◆ **Your tasks**
1 - Using the article about starting a podcast after leaving a TV job, answer each question below on its own line, marked (a), (b) and (c), with the answers marked the same way:
(a) When did the author start Outlet Podcast?
(b) How long was the introductory episode?
(c) What kind of job did the author leave?
2 - Can you reproduce the podcast article word for word, from "How I used my" through "Pretty vague, right?", inclusive?
3 - Could you write the next part of the article about starting a podcast after leaving a TV job, beginning after its last sentence?
[Opening Text provided section]
How I used my podcast as business research after leaving my TV job
I didn’t know how it would end, but I knew I had to begin.
I started Outlet Podcast in Dec. 2020 with the description: “Kaitlin McCulley left her job during a pandemic to find a better way to share stories that matter. No BS. Let’s talk.”
Pretty vague, right?
In a 6-minute introductory episode, I said:
“We’re going to break down some of these issues that I’ve been hearing for years, like, ‘Why is the news so negative?’ ‘Why is it biased?’ ‘Is it biased?’ ‘Is there a place that will tell me just the facts?’ ‘Why is it so sensational?’ These questions are really complicated and intertwined with a lot of factors like business and politics and corporations and individual journalists. So we’re going to look at how these issues intertwine and my hope is that through these honest conversations, we’ll come to some better solutions on how we can do a better job at giving you the news.”
[Closing Text provided section]
[Opening Given data section]
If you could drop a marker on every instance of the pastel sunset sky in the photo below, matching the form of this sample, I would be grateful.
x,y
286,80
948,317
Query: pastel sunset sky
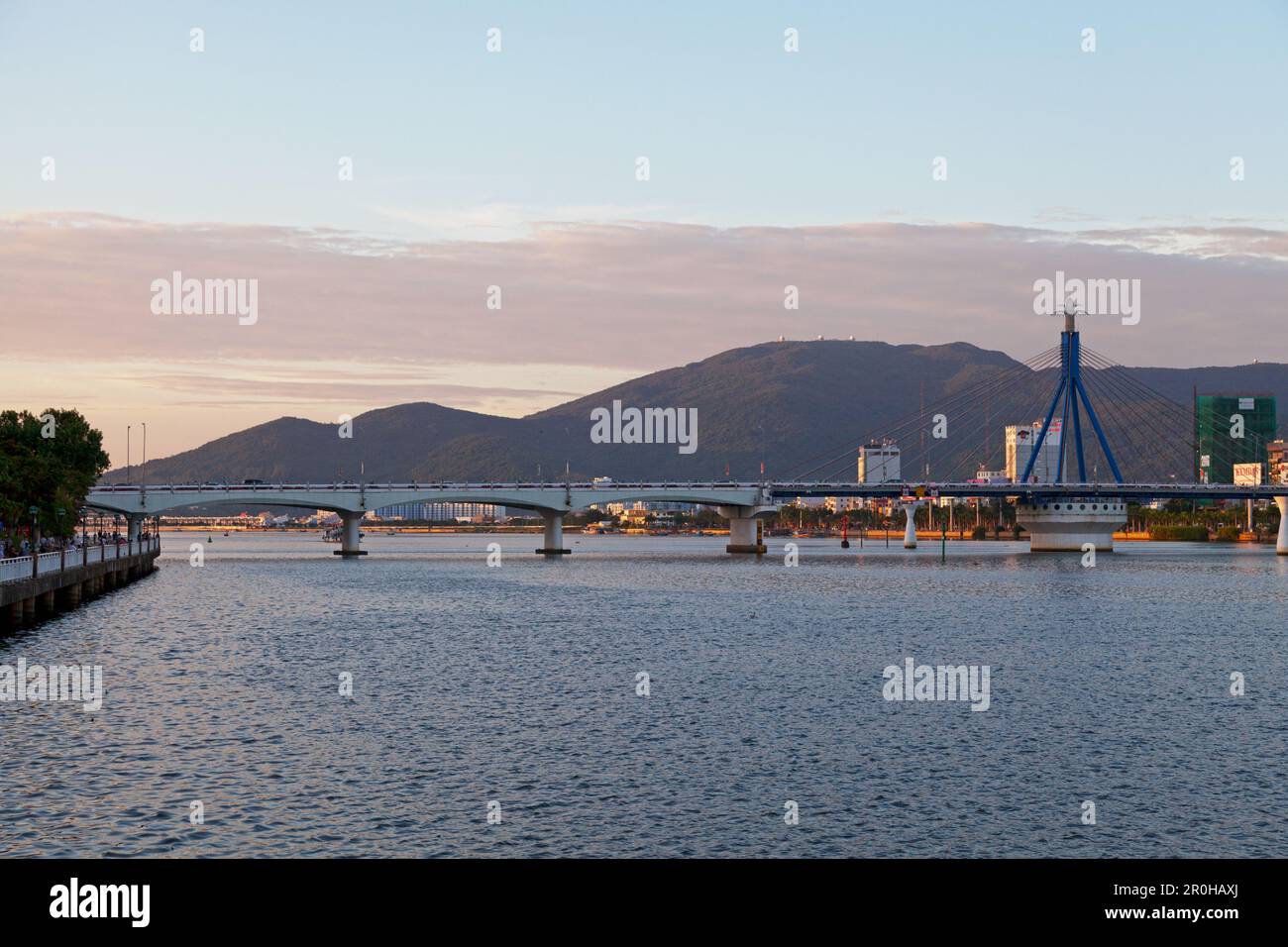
x,y
125,157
[Closing Given data section]
◆ **Task-by-task answers**
1 -
(a) December 2020
(b) 6 minutes
(c) A TV job

2 -
How I used my podcast as business research after leaving my TV job
I didn’t know how it would end, but I knew I had to begin.
I started Outlet Podcast in Dec. 2020 with the description: “Kaitlin McCulley left her job during a pandemic to find a better way to share stories that matter. No BS. Let’s talk.”
Pretty vague, right?

3 -
The truth is: I didn’t know how it would end, but I knew I had to begin. So I did. I chose Christine Dobbyn to interview for the first episode as a way to introduce people outside of the TV news business to what it’s like to be a reporter over many years. I have an incredible amount of respect for Christine as a journalist and as a person, and I admire her bravery in leaving her job mid-career, going to business school and now running her own digital marketing company as well as a separate startup business. She emphasized curiosity as a key attribute that helped her along the way, saying:
“If you have journalism and you have entrepreneurship, they’re this license to be curious. And I’m an incredibly curious person. You give me a topic and all of a sudden I dive into it a little bit and then I want to know everything about it. And so that’s the commonality. And as I’ve gone down this road with working on a couple of start-up ideas and businesses, I realized that the process and the path is very much like journalism when you’re trying to put a story together.” -Christine Dobbyn, journalist & entrepreneur
After talking with Christine, I placed more emphasis on curiosity, recognizing it as one of my strengths as well and realizing it can be a guide as I navigate this process. I started looking at the TV news business as I would approach a story I was reporting on — gathering facts and talking with experts and others who are affected by it. I wrote an article called “People say they want just the facts: Are they liars?” in which I discussed the wide gap between what people say they want versus what their actions support. I was beginning to understand how a business model that relies on ad revenue was failing viewers (more on that later.)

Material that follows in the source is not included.